:: SOURCE DATA
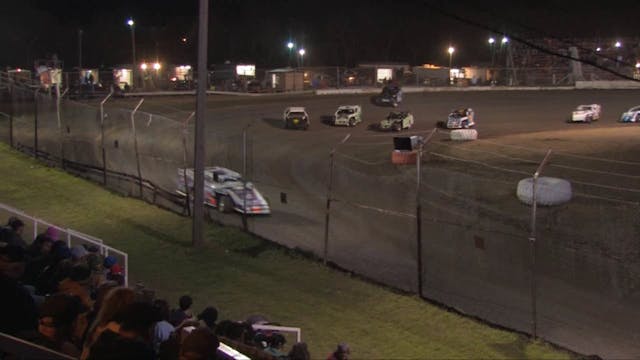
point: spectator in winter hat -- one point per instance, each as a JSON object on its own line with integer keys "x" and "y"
{"x": 342, "y": 352}
{"x": 78, "y": 252}
{"x": 52, "y": 233}
{"x": 200, "y": 344}
{"x": 58, "y": 315}
{"x": 11, "y": 234}
{"x": 209, "y": 316}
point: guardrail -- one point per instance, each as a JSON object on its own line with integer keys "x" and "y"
{"x": 16, "y": 348}
{"x": 294, "y": 330}
{"x": 72, "y": 237}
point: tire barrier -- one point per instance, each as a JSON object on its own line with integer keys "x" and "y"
{"x": 549, "y": 191}
{"x": 402, "y": 157}
{"x": 464, "y": 134}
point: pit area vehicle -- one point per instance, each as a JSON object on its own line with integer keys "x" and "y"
{"x": 397, "y": 121}
{"x": 461, "y": 119}
{"x": 296, "y": 118}
{"x": 586, "y": 113}
{"x": 390, "y": 95}
{"x": 348, "y": 115}
{"x": 631, "y": 115}
{"x": 225, "y": 190}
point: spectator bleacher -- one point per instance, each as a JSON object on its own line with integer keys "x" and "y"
{"x": 63, "y": 299}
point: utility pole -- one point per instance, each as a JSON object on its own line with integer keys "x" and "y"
{"x": 329, "y": 195}
{"x": 201, "y": 107}
{"x": 79, "y": 49}
{"x": 532, "y": 242}
{"x": 423, "y": 142}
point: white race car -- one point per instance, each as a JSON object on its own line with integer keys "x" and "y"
{"x": 631, "y": 115}
{"x": 348, "y": 115}
{"x": 461, "y": 119}
{"x": 226, "y": 190}
{"x": 586, "y": 113}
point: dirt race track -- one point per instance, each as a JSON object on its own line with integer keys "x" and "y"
{"x": 476, "y": 251}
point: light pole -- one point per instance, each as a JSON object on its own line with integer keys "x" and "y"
{"x": 301, "y": 52}
{"x": 329, "y": 195}
{"x": 492, "y": 43}
{"x": 131, "y": 24}
{"x": 450, "y": 50}
{"x": 290, "y": 46}
{"x": 618, "y": 45}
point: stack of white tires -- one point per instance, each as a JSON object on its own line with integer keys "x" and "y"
{"x": 549, "y": 191}
{"x": 463, "y": 134}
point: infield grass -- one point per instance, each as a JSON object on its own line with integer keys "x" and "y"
{"x": 242, "y": 276}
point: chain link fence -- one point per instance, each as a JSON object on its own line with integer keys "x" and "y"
{"x": 459, "y": 236}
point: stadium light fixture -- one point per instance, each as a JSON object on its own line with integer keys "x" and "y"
{"x": 302, "y": 51}
{"x": 130, "y": 22}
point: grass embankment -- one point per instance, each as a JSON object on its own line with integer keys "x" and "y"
{"x": 242, "y": 276}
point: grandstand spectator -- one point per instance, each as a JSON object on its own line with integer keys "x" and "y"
{"x": 95, "y": 262}
{"x": 78, "y": 254}
{"x": 275, "y": 343}
{"x": 41, "y": 245}
{"x": 57, "y": 267}
{"x": 208, "y": 317}
{"x": 11, "y": 234}
{"x": 18, "y": 312}
{"x": 131, "y": 339}
{"x": 299, "y": 351}
{"x": 113, "y": 270}
{"x": 183, "y": 312}
{"x": 342, "y": 352}
{"x": 116, "y": 300}
{"x": 200, "y": 344}
{"x": 57, "y": 323}
{"x": 162, "y": 329}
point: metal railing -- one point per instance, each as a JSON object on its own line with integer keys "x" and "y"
{"x": 72, "y": 236}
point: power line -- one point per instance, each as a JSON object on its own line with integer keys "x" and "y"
{"x": 525, "y": 42}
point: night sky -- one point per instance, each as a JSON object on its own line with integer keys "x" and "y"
{"x": 333, "y": 32}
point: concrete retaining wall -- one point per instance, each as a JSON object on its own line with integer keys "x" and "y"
{"x": 617, "y": 84}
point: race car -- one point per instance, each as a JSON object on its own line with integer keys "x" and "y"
{"x": 225, "y": 190}
{"x": 397, "y": 120}
{"x": 461, "y": 119}
{"x": 390, "y": 95}
{"x": 296, "y": 118}
{"x": 631, "y": 115}
{"x": 348, "y": 115}
{"x": 586, "y": 113}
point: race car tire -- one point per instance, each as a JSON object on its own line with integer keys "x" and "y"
{"x": 549, "y": 191}
{"x": 225, "y": 204}
{"x": 463, "y": 134}
{"x": 403, "y": 157}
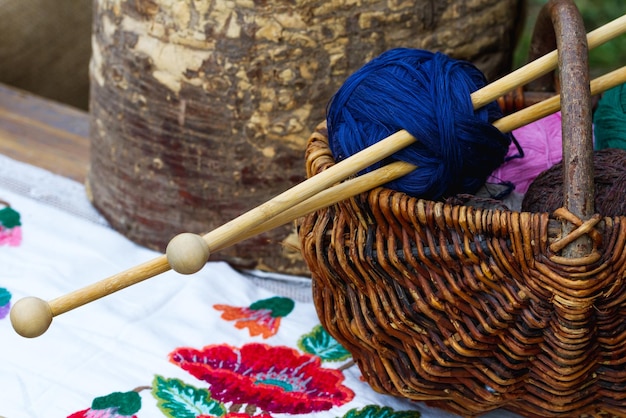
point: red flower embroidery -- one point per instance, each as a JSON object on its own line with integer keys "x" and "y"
{"x": 261, "y": 318}
{"x": 236, "y": 415}
{"x": 274, "y": 379}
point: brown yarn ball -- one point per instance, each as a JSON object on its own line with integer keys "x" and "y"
{"x": 545, "y": 194}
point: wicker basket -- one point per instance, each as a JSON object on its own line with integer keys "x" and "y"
{"x": 476, "y": 309}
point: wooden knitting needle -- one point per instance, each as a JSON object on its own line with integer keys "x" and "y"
{"x": 188, "y": 253}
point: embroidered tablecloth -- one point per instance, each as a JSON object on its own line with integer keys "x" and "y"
{"x": 220, "y": 343}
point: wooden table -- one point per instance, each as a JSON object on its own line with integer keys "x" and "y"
{"x": 44, "y": 133}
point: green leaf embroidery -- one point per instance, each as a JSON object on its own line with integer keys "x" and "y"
{"x": 319, "y": 342}
{"x": 9, "y": 218}
{"x": 278, "y": 306}
{"x": 374, "y": 411}
{"x": 125, "y": 403}
{"x": 5, "y": 296}
{"x": 177, "y": 399}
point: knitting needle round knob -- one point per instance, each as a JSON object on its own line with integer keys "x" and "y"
{"x": 31, "y": 317}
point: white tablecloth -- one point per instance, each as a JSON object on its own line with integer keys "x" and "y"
{"x": 215, "y": 342}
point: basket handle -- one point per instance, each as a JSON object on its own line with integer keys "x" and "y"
{"x": 560, "y": 24}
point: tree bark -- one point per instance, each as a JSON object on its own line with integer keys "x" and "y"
{"x": 201, "y": 110}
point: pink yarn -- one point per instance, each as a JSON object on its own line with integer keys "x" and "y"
{"x": 542, "y": 145}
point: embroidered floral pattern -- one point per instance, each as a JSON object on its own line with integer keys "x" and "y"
{"x": 5, "y": 302}
{"x": 10, "y": 226}
{"x": 261, "y": 318}
{"x": 274, "y": 379}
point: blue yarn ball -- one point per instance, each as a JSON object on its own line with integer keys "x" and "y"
{"x": 427, "y": 94}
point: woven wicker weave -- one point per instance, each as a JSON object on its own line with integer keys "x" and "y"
{"x": 472, "y": 309}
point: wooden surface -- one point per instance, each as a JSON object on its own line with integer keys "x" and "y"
{"x": 44, "y": 133}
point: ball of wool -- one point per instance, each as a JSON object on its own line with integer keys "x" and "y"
{"x": 545, "y": 194}
{"x": 609, "y": 119}
{"x": 542, "y": 145}
{"x": 429, "y": 95}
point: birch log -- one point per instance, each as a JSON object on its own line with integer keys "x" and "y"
{"x": 201, "y": 109}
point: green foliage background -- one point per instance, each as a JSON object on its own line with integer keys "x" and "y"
{"x": 596, "y": 13}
::::
◆ **TASK TO COMPLETE**:
Starting at the line that contains "point: embroidered floral", repeat each line exactly through the last one in the listing. Include both of those lines and nothing more.

◆ **CORRECT RESPONSE**:
point: embroidered floral pattern -- one point per instance, each as a JSON object on its own line with integer keys "x" and "y"
{"x": 5, "y": 302}
{"x": 10, "y": 226}
{"x": 261, "y": 318}
{"x": 274, "y": 379}
point: blue yarn ball -- one point per instance, each as a JSON object on its own line with integer keys "x" and "y"
{"x": 427, "y": 94}
point: woven wicker weave -- one point per instance, each as a JSON object on its own line with integer keys "x" and "y"
{"x": 472, "y": 309}
point: wooden surface -- one point per instance, each as a JSON object on its own line with integer keys "x" and "y"
{"x": 44, "y": 133}
point: ball of wool -- one point per instance, each as a JSON object on its own line with integer keys "x" and "y"
{"x": 545, "y": 194}
{"x": 609, "y": 119}
{"x": 542, "y": 145}
{"x": 429, "y": 95}
point: birch log -- one point per instance, each as a JSON object on its own line with integer keys "x" and "y"
{"x": 201, "y": 109}
point: green foliage background -- one point per instance, each as a JSON object on its own line with integer keys "x" and "y"
{"x": 596, "y": 13}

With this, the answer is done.